Ian Usher (born 25 July 1963) is an English traveller, author and public speaker. He is best known for his 2008 "life for sale" listing on eBay following divorce from his wife, Laura.

Early life 

Usher grew up in Barnard Castle, Co Durham, England and attended the Barnard Castle School.

Following school, he lived on a kibbutz in Israel and travelled through Europe. He gained a BEd teaching degree in Outdoor Education at Liverpool Polytechnic in 1985.

Career 

He worked with British Rail as a Youth Leadership and Teamwork Counselor before opening Scarborough Jet Skiing on England's north east coast with his partner, Bruce Jones.

In 2001 he moved to Australia where he worked in sales, marketing and management.

In 2008, after the break up of his marriage, Usher listed his "life for sale" on eBay. He gained world wide notoriety.
The final price ended up at $399,300.

* _AIM A_: List every year that the text about Ian Usher mentions, each one once.
The records below have no connection to the text about Ian Usher.

* _DATA IN THIS EXERCISE_:
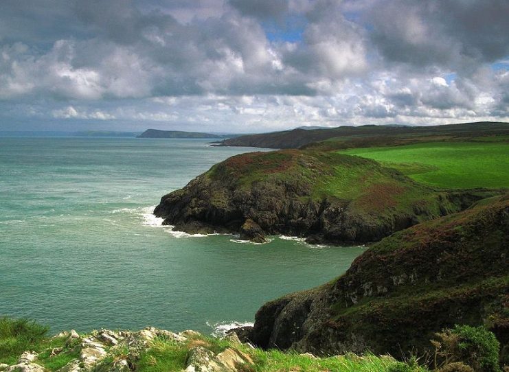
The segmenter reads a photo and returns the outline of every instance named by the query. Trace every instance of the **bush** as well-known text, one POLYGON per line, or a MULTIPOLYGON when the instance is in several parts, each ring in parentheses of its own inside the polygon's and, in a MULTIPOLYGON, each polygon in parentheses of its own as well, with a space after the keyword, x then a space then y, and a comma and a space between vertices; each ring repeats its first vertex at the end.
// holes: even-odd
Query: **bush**
POLYGON ((34 349, 48 329, 29 319, 0 318, 0 362, 12 362, 23 351, 34 349))
POLYGON ((500 344, 493 332, 484 327, 456 325, 436 334, 438 340, 432 340, 435 347, 435 368, 438 362, 443 367, 461 362, 475 372, 499 372, 500 344))

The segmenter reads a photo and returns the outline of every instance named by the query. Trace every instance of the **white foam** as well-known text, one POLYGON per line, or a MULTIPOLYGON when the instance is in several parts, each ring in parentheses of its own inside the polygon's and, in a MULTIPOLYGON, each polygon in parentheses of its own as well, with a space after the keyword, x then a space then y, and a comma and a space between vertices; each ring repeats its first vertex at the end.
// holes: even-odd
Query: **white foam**
POLYGON ((265 238, 267 242, 264 243, 255 243, 254 242, 251 242, 251 240, 241 240, 240 239, 230 239, 229 241, 232 243, 238 243, 239 244, 256 244, 256 245, 261 245, 261 244, 267 244, 272 242, 272 239, 270 238, 265 238))
POLYGON ((207 234, 188 234, 188 233, 184 233, 183 231, 174 231, 173 228, 175 227, 174 226, 167 226, 166 227, 169 227, 170 229, 166 230, 166 232, 171 235, 173 237, 177 237, 177 239, 180 239, 181 237, 207 237, 207 234))
POLYGON ((298 236, 286 236, 286 235, 279 235, 278 236, 282 240, 292 240, 293 242, 305 242, 306 238, 299 237, 298 236))
POLYGON ((151 226, 152 227, 169 227, 163 224, 164 218, 156 217, 154 215, 154 209, 155 205, 147 207, 142 209, 142 217, 143 218, 143 224, 151 226))
POLYGON ((211 325, 209 322, 207 322, 207 325, 212 329, 212 336, 224 337, 230 329, 240 328, 240 327, 252 327, 254 325, 254 323, 251 322, 227 321, 211 325))
POLYGON ((25 222, 23 220, 8 220, 7 221, 0 221, 0 224, 24 224, 25 222))

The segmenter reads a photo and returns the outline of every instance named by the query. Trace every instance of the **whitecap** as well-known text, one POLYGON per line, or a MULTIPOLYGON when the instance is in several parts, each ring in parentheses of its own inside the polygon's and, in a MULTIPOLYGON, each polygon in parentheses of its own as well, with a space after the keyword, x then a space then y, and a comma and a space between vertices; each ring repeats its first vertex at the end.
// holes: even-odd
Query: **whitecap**
POLYGON ((143 218, 143 224, 152 227, 170 227, 163 224, 164 218, 156 217, 154 215, 154 208, 155 208, 155 205, 142 209, 141 213, 143 218))
POLYGON ((299 237, 298 236, 286 236, 286 235, 278 235, 278 237, 282 240, 292 240, 293 242, 305 242, 305 237, 299 237))
POLYGON ((252 327, 254 325, 254 323, 252 322, 237 321, 219 322, 213 325, 207 322, 206 324, 212 329, 212 336, 215 337, 224 337, 230 329, 240 328, 241 327, 252 327))
POLYGON ((189 234, 184 233, 183 231, 174 231, 173 228, 174 226, 168 226, 170 229, 166 230, 166 232, 171 235, 173 237, 180 239, 181 237, 207 237, 207 234, 189 234))
POLYGON ((232 243, 238 243, 239 244, 256 244, 256 245, 261 245, 261 244, 267 244, 268 243, 270 243, 272 242, 272 239, 270 238, 266 238, 267 242, 264 243, 255 243, 254 242, 251 242, 251 240, 241 240, 240 239, 230 239, 229 241, 232 243))

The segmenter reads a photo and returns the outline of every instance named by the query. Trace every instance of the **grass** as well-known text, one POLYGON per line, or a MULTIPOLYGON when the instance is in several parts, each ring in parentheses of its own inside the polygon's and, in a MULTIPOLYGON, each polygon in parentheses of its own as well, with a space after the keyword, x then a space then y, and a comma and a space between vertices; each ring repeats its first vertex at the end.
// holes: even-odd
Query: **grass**
POLYGON ((509 144, 505 143, 433 142, 341 152, 376 160, 432 186, 509 187, 509 144))
POLYGON ((335 371, 337 372, 390 372, 403 365, 407 372, 427 371, 417 365, 410 366, 396 362, 388 356, 376 356, 367 354, 359 356, 354 353, 329 358, 314 358, 306 354, 295 352, 284 353, 279 350, 264 351, 259 349, 252 352, 255 364, 253 372, 321 372, 335 371))
POLYGON ((397 362, 389 356, 367 354, 358 356, 354 353, 328 358, 315 358, 295 351, 251 349, 245 345, 232 345, 229 341, 202 336, 190 342, 179 343, 163 338, 157 338, 153 346, 143 353, 136 363, 139 372, 172 372, 185 367, 188 351, 193 346, 203 346, 217 354, 227 347, 238 348, 248 354, 253 364, 245 366, 246 372, 425 372, 424 367, 414 364, 397 362), (403 369, 397 369, 398 367, 403 369))
POLYGON ((0 363, 13 364, 45 341, 49 328, 28 319, 0 318, 0 363))
MULTIPOLYGON (((26 319, 0 318, 0 362, 14 364, 25 351, 39 353, 36 362, 48 371, 57 371, 73 360, 79 358, 80 347, 76 344, 65 344, 66 338, 47 338, 47 327, 26 319), (56 347, 63 349, 57 355, 52 353, 56 347)), ((177 342, 166 337, 157 337, 150 347, 133 351, 126 346, 109 349, 110 353, 96 366, 94 371, 111 371, 121 360, 127 359, 130 368, 139 372, 172 372, 182 371, 189 351, 203 347, 216 355, 227 348, 237 349, 247 354, 253 364, 240 367, 243 372, 426 372, 427 369, 416 362, 403 363, 387 356, 354 353, 326 358, 316 358, 295 351, 252 349, 227 340, 220 340, 197 334, 190 336, 184 342, 177 342)))

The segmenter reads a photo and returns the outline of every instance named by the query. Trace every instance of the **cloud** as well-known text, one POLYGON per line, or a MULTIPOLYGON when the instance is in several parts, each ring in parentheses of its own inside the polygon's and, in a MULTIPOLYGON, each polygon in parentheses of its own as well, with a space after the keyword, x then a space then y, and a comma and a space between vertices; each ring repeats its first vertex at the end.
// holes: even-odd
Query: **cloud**
POLYGON ((504 0, 5 0, 0 126, 507 118, 508 15, 504 0))

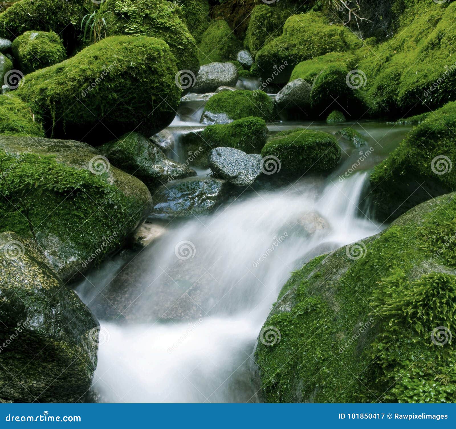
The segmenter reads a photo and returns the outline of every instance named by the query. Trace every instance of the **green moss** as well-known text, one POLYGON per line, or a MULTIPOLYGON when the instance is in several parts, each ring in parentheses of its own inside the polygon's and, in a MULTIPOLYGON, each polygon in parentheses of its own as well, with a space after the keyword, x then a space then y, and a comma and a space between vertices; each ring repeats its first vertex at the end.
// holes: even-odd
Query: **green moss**
POLYGON ((235 60, 236 54, 241 48, 240 42, 226 21, 217 20, 201 36, 198 45, 200 63, 202 65, 235 60))
POLYGON ((38 115, 17 97, 0 95, 0 134, 43 137, 44 131, 38 115))
POLYGON ((275 4, 257 5, 250 15, 244 46, 254 55, 263 46, 282 34, 284 24, 293 13, 291 9, 275 4))
POLYGON ((225 113, 231 119, 256 116, 271 120, 274 106, 270 98, 262 91, 225 91, 216 94, 206 103, 205 112, 225 113))
POLYGON ((99 144, 131 129, 151 135, 179 103, 174 63, 162 40, 114 36, 27 75, 16 92, 56 136, 99 144))
POLYGON ((456 190, 456 102, 429 114, 371 174, 379 218, 394 218, 429 198, 456 190))
POLYGON ((24 74, 60 62, 66 52, 54 31, 26 31, 14 40, 13 54, 24 74))
POLYGON ((114 14, 109 35, 147 36, 161 39, 176 60, 178 70, 196 73, 199 64, 193 36, 181 20, 179 8, 165 0, 106 0, 106 10, 114 14))
POLYGON ((0 36, 12 40, 27 31, 54 31, 64 39, 75 32, 90 0, 20 0, 0 14, 0 36))
POLYGON ((330 52, 352 51, 362 44, 346 27, 329 24, 322 15, 316 12, 289 18, 282 36, 264 46, 256 55, 255 62, 262 77, 273 78, 275 83, 286 83, 299 62, 330 52), (278 70, 280 72, 275 75, 274 72, 278 70))
POLYGON ((339 110, 333 110, 326 119, 328 124, 340 124, 346 120, 343 114, 339 110))
POLYGON ((436 232, 454 238, 455 219, 455 195, 444 196, 363 240, 359 258, 344 247, 294 273, 264 325, 280 341, 256 351, 265 401, 455 402, 454 341, 431 334, 456 328, 455 265, 423 244, 440 246, 436 232))
POLYGON ((304 174, 335 167, 341 160, 341 148, 327 133, 292 129, 270 139, 261 155, 278 158, 284 172, 304 174))

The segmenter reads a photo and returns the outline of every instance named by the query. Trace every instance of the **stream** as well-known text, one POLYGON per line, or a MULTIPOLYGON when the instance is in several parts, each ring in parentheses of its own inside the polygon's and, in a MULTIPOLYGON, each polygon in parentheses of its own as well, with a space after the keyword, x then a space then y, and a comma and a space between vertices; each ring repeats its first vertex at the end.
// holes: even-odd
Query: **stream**
MULTIPOLYGON (((203 126, 203 101, 181 104, 168 128, 175 142, 170 157, 185 161, 179 137, 203 126)), ((268 128, 334 134, 352 124, 280 122, 268 128)), ((342 160, 329 175, 240 190, 209 214, 165 223, 165 233, 145 248, 123 251, 89 273, 77 291, 101 326, 93 384, 99 402, 259 402, 254 350, 290 273, 386 226, 363 208, 366 172, 410 127, 366 121, 354 128, 368 145, 355 148, 340 139, 342 160), (124 303, 112 298, 113 287, 124 288, 124 303)))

* _AIM B_: Set down the lines of the records from their start through the line containing "POLYGON ((34 349, 48", including that line, and leave out the pictures.

* _TASK RESULT A_: 1963, 1985, 2001, 2008

* _TASK RESULT B_:
The segmenter reads a photo and returns the outline of every instance named by the query. Trace every instance of the **bush** as well-known text, one POLYGON per line, or a MULTIPOLYGON when the instance is in several parts, each ring in parentheses of its own inside the polygon's and, in a MULTIPOLYGON, each polygon in parentheses of its own as well, with a space after the keyword, x then a space then y, and a comma and a space between vertices; each ring repeats its first vertex at the end.
// holes: even-odd
Query: **bush**
POLYGON ((34 349, 48 329, 29 319, 0 318, 0 362, 12 362, 23 351, 34 349))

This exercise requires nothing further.